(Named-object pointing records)
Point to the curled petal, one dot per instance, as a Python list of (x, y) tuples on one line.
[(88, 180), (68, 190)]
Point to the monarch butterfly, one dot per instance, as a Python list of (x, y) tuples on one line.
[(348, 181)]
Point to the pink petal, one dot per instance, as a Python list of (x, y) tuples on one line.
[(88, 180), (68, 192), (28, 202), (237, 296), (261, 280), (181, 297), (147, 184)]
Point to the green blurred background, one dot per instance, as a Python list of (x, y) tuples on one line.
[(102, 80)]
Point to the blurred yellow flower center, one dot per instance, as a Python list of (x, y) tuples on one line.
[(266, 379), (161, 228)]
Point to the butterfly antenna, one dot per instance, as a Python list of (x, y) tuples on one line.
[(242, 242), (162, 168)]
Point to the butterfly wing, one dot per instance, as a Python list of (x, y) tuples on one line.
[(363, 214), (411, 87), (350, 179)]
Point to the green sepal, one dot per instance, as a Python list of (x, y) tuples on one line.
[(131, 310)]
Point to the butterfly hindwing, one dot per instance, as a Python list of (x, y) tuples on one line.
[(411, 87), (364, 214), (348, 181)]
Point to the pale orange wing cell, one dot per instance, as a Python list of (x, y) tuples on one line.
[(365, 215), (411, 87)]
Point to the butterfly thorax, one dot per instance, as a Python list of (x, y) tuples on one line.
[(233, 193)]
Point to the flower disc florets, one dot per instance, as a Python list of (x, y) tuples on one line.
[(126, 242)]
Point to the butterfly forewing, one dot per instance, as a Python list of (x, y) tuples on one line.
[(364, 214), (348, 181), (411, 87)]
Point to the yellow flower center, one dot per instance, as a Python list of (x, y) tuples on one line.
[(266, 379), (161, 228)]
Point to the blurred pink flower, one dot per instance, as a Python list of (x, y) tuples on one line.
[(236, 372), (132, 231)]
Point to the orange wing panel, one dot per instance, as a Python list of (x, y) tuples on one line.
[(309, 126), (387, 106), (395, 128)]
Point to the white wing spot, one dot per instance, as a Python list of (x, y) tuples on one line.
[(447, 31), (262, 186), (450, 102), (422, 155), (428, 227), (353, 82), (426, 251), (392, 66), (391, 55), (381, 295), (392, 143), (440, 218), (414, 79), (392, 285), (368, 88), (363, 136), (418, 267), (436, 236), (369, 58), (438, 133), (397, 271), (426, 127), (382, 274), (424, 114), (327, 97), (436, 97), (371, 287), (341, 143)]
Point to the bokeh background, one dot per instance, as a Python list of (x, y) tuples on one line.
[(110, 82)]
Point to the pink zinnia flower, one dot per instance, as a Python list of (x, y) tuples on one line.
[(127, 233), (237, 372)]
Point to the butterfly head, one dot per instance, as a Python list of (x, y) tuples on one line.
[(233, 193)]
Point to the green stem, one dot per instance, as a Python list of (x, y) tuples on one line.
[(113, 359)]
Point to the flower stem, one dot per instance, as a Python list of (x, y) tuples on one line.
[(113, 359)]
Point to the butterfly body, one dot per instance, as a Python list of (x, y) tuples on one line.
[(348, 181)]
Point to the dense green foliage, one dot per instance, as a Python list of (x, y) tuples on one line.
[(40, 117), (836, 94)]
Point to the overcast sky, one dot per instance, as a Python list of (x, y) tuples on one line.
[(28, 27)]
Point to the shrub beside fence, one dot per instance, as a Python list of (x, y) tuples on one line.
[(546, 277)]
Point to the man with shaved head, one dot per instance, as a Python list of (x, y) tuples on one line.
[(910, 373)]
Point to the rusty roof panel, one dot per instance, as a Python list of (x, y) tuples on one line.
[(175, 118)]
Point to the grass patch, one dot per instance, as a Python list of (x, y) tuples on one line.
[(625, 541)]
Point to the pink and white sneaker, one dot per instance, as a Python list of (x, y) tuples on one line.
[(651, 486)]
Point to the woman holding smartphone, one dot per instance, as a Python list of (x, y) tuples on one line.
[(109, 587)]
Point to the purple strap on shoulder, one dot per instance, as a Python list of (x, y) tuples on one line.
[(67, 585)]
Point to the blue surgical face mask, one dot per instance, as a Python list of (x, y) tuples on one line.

# Written instruction
Rewrite all of the records above as a numbered list, leaving out any blank lines.

# Full output
1. Point to the curled petal, one dot per instance, as a Python list of (x, y) tuples on one line.
2. [(88, 180), (68, 190)]
3. Point to the monarch butterfly, one dot per instance, as a Python list of (x, y) tuples on one line.
4. [(348, 181)]
5. Point to the pink petal, one dot per instance, as a Python list of (x, y) tuples on one line.
6. [(88, 180), (68, 192), (28, 202), (237, 296), (261, 280), (181, 297), (147, 184)]
7. Point to the green blurred background, one dot per instance, as a Python list of (x, y) tuples on one line.
8. [(102, 80)]
9. Point to the blurred yellow flower center, one dot per instance, as a Python list of (x, y) tuples on one line.
10. [(266, 379), (161, 228)]
11. Point to the butterfly antenna, one dot per instance, as a Python list of (x, y) tuples on one line.
12. [(242, 242), (162, 168)]
13. Point to the butterfly wing, one dot per instance, as a Python list of (x, y) tuples on one line.
14. [(363, 214), (411, 87), (350, 179)]
15. Point to the green sepal, one dot per instance, as a Python list of (x, y) tuples on one line.
16. [(131, 310)]
17. Point to the butterfly hindwing, one dot per instance, as a Python list of (x, y) tuples on one line.
18. [(411, 87), (364, 214), (348, 181)]
19. Point to the pale orange wing cell, one dot per instance, as a Python list of (x, y) tuples on one line.
20. [(365, 215), (411, 87)]
21. Point to the butterfly thorax, one dot per instance, as a Python list of (x, y) tuples on one line.
22. [(233, 193)]
23. Point to the flower disc florets, one dot per instance, as a Python list of (x, y) tuples on one line.
24. [(126, 242)]
25. Point to the butterfly forewing, one dot per instance, as a Python list of (x, y) tuples on one line.
26. [(364, 214), (348, 181), (411, 87)]
27. Point to the yellow flower center, one dot per instance, as a Python list of (x, y) tuples on one line.
28. [(266, 379), (161, 228)]
29. Point to the blurred pink flower, one dot per instance, as a Python list of (x, y) tuples on one line.
30. [(236, 372), (132, 231)]
31. Point to the orange wing panel, one dot per instance, as a Python list of (x, y) tuples on one line.
32. [(309, 126), (387, 106), (395, 128)]
33. Point to the white wing spot, one dot per instance, as a Python list of (x, y) tuples on one line.
34. [(447, 31), (262, 186), (450, 102), (422, 155), (428, 227), (353, 82), (426, 251), (392, 66), (391, 55), (381, 295), (392, 143), (440, 218), (414, 79), (392, 285), (368, 88), (363, 136), (418, 267), (436, 236), (369, 58), (438, 133), (397, 271), (426, 127), (382, 274), (424, 114), (327, 97), (436, 97), (371, 287), (341, 143)]
35. Point to the bokeh background, one dot per instance, as a Python list of (x, y) tuples on one line.
36. [(110, 82)]
37. Point to the pink zinnia flower, one dot per instance, as a Python list of (x, y) tuples on one line.
38. [(127, 233), (237, 372)]
39. Point to the butterfly head, one dot per instance, as a Python list of (x, y) tuples on one line.
40. [(233, 193)]
41. Point to the green stem, one dot per instance, as a Python list of (x, y) tuples on one line.
42. [(113, 359)]
43. Point to the flower stem, one dot per instance, as a Python list of (x, y) tuples on one line.
44. [(113, 359)]
45. Point to the butterfly body, one dot per instance, as a Python list of (x, y) tuples on one line.
46. [(348, 181)]
47. Point to the dense green foliage, one dot per instance, as a Python list of (x, y) tuples on one line.
48. [(40, 117), (836, 94)]
49. Point to the overcast sky, one dot per instance, as a Python list of (x, y) tuples on one line.
50. [(28, 27)]
51. Point to the shrub beside fence, one dot per instance, as a Python list of (x, y) tuples on one line.
52. [(546, 277)]
53. Point to the man with shaved head, one dot per instance, as a Python list of (x, y) tuples on one line.
54. [(910, 373)]
55. Point to the rusty roof panel, one dot per instance, as a Python list of (x, y) tuples on one line.
56. [(175, 118)]
57. Point to the grass patch, one dot per instance, as a Python list of (x, y) tuples on one line.
58. [(625, 541)]
59. Point to the pink and white sneaker, one dot per instance, as a Python list of (x, y) tuples on one line.
60. [(651, 486)]
61. Point to the woman holding smartphone, one dot per instance, as a Python list of (x, y) tuples on one line.
62. [(109, 587)]
63. Point to the purple strap on shoulder, one dot per instance, as a Python list of (x, y) tuples on one line.
64. [(67, 585)]
65. Point to the blue surgical face mask, one dot per instance, as a Python list of (x, y) tuples on one line.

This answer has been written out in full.